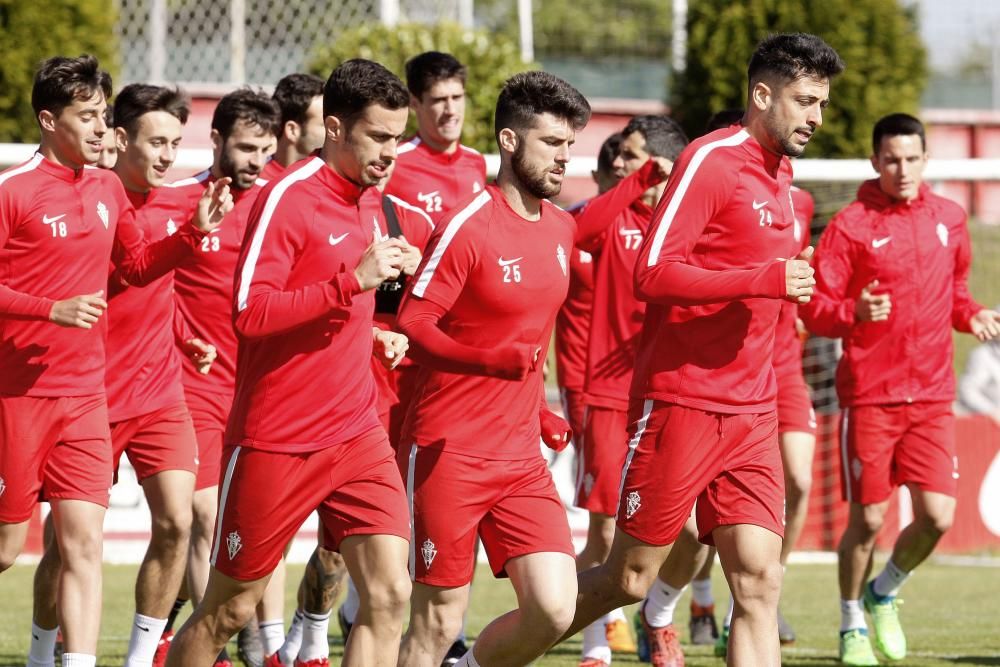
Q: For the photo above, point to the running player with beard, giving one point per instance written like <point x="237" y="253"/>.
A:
<point x="892" y="281"/>
<point x="304" y="411"/>
<point x="300" y="133"/>
<point x="243" y="130"/>
<point x="479" y="315"/>
<point x="703" y="422"/>
<point x="61" y="222"/>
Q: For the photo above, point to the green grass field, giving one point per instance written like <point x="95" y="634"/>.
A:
<point x="950" y="614"/>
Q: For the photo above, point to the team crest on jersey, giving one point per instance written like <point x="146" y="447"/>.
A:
<point x="234" y="543"/>
<point x="102" y="213"/>
<point x="632" y="504"/>
<point x="429" y="552"/>
<point x="942" y="234"/>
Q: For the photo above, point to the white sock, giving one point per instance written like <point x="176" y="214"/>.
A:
<point x="293" y="640"/>
<point x="595" y="641"/>
<point x="43" y="647"/>
<point x="315" y="645"/>
<point x="851" y="616"/>
<point x="79" y="660"/>
<point x="701" y="592"/>
<point x="146" y="632"/>
<point x="272" y="635"/>
<point x="467" y="660"/>
<point x="661" y="601"/>
<point x="351" y="603"/>
<point x="890" y="580"/>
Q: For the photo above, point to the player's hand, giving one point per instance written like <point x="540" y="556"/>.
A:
<point x="79" y="311"/>
<point x="799" y="280"/>
<point x="200" y="353"/>
<point x="411" y="257"/>
<point x="390" y="347"/>
<point x="985" y="325"/>
<point x="872" y="307"/>
<point x="663" y="168"/>
<point x="556" y="433"/>
<point x="213" y="206"/>
<point x="382" y="261"/>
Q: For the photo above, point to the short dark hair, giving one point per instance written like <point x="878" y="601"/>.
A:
<point x="357" y="83"/>
<point x="294" y="93"/>
<point x="428" y="68"/>
<point x="897" y="124"/>
<point x="530" y="94"/>
<point x="664" y="137"/>
<point x="724" y="118"/>
<point x="59" y="81"/>
<point x="608" y="152"/>
<point x="252" y="107"/>
<point x="791" y="56"/>
<point x="137" y="99"/>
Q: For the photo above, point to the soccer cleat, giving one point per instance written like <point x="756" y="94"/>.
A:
<point x="786" y="635"/>
<point x="664" y="647"/>
<point x="618" y="636"/>
<point x="641" y="640"/>
<point x="162" y="646"/>
<point x="248" y="646"/>
<point x="345" y="625"/>
<point x="889" y="637"/>
<point x="704" y="631"/>
<point x="722" y="643"/>
<point x="455" y="653"/>
<point x="856" y="649"/>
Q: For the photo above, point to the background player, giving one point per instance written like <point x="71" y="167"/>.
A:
<point x="479" y="314"/>
<point x="892" y="273"/>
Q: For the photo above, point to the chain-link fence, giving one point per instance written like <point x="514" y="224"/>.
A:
<point x="249" y="41"/>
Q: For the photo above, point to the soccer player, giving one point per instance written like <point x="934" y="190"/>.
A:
<point x="479" y="314"/>
<point x="435" y="170"/>
<point x="611" y="228"/>
<point x="891" y="280"/>
<point x="300" y="133"/>
<point x="149" y="419"/>
<point x="304" y="424"/>
<point x="243" y="130"/>
<point x="61" y="222"/>
<point x="703" y="425"/>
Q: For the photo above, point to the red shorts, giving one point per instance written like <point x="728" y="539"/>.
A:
<point x="729" y="463"/>
<point x="53" y="448"/>
<point x="209" y="428"/>
<point x="266" y="496"/>
<point x="600" y="460"/>
<point x="155" y="442"/>
<point x="795" y="410"/>
<point x="513" y="505"/>
<point x="883" y="446"/>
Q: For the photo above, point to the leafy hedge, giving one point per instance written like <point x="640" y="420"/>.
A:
<point x="878" y="39"/>
<point x="491" y="59"/>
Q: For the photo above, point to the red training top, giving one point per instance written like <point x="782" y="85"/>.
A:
<point x="919" y="252"/>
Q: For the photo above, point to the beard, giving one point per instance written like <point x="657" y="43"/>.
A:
<point x="533" y="179"/>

### Requirement
Copy out the data above exactly, except the pictures.

### Answer below
Q: For the photo above, point to the running player with beard, giving one point per instance written like <point x="237" y="253"/>.
A:
<point x="892" y="281"/>
<point x="304" y="411"/>
<point x="300" y="133"/>
<point x="243" y="130"/>
<point x="479" y="315"/>
<point x="703" y="422"/>
<point x="61" y="222"/>
Q: For the photo above, point to the green grass field, giving one point per instance written like <point x="95" y="634"/>.
A:
<point x="950" y="614"/>
Q: For the photo above, point to the team crest on jersey, giving one point per instance written like <point x="146" y="447"/>.
A:
<point x="234" y="543"/>
<point x="102" y="213"/>
<point x="632" y="504"/>
<point x="429" y="552"/>
<point x="942" y="234"/>
Q: For the photo above, point to the white sock, giving one point per instance written like <point x="176" y="214"/>.
A:
<point x="293" y="640"/>
<point x="595" y="641"/>
<point x="43" y="647"/>
<point x="315" y="645"/>
<point x="851" y="616"/>
<point x="79" y="660"/>
<point x="701" y="592"/>
<point x="146" y="632"/>
<point x="272" y="635"/>
<point x="467" y="660"/>
<point x="661" y="601"/>
<point x="351" y="603"/>
<point x="890" y="580"/>
Q: For the photo above, point to the player's hand, giving one point per instance written like <point x="540" y="556"/>.
A:
<point x="79" y="311"/>
<point x="799" y="280"/>
<point x="200" y="353"/>
<point x="411" y="257"/>
<point x="390" y="347"/>
<point x="985" y="325"/>
<point x="872" y="307"/>
<point x="663" y="168"/>
<point x="556" y="433"/>
<point x="213" y="206"/>
<point x="382" y="261"/>
Q: For the photo above, point to the short dark hair, giving one point per instance written like <point x="878" y="601"/>.
A:
<point x="357" y="83"/>
<point x="294" y="93"/>
<point x="428" y="68"/>
<point x="897" y="124"/>
<point x="530" y="94"/>
<point x="664" y="137"/>
<point x="724" y="118"/>
<point x="59" y="81"/>
<point x="608" y="152"/>
<point x="252" y="107"/>
<point x="791" y="56"/>
<point x="137" y="99"/>
Q: For the photo above, point to the soccer cleat, giving one point per instance written like <point x="756" y="94"/>.
A:
<point x="786" y="635"/>
<point x="664" y="647"/>
<point x="618" y="636"/>
<point x="641" y="640"/>
<point x="162" y="646"/>
<point x="248" y="646"/>
<point x="345" y="625"/>
<point x="889" y="637"/>
<point x="704" y="631"/>
<point x="722" y="643"/>
<point x="455" y="653"/>
<point x="856" y="649"/>
Q: For the photo above, point to the background player, giving one point per instance written like <point x="71" y="167"/>.
A:
<point x="479" y="314"/>
<point x="892" y="273"/>
Q: For the photo above, point to the chain-link fence, giving one point per instance written like <point x="514" y="224"/>.
A:
<point x="249" y="41"/>
Q: For the photo above, point to the soccer player, giving one point per instance written like <point x="934" y="190"/>.
A:
<point x="479" y="314"/>
<point x="435" y="170"/>
<point x="611" y="228"/>
<point x="891" y="280"/>
<point x="300" y="133"/>
<point x="149" y="419"/>
<point x="304" y="424"/>
<point x="243" y="130"/>
<point x="61" y="222"/>
<point x="703" y="425"/>
Q: For the photo above, point to the red shorts, giving one point per instance written like <point x="728" y="539"/>.
A:
<point x="729" y="463"/>
<point x="53" y="448"/>
<point x="209" y="428"/>
<point x="266" y="496"/>
<point x="600" y="460"/>
<point x="155" y="442"/>
<point x="795" y="410"/>
<point x="513" y="505"/>
<point x="883" y="446"/>
Q: For the photo above, point to the leafy hedge, giving one point per instance written like <point x="640" y="420"/>.
A:
<point x="878" y="39"/>
<point x="491" y="59"/>
Q: For the photo above, point to the red training top, giving one point per instance written like <point x="782" y="85"/>.
A:
<point x="919" y="252"/>
Q: For the photo above, point to the beard, giving one point per instance written like <point x="657" y="43"/>.
A:
<point x="533" y="179"/>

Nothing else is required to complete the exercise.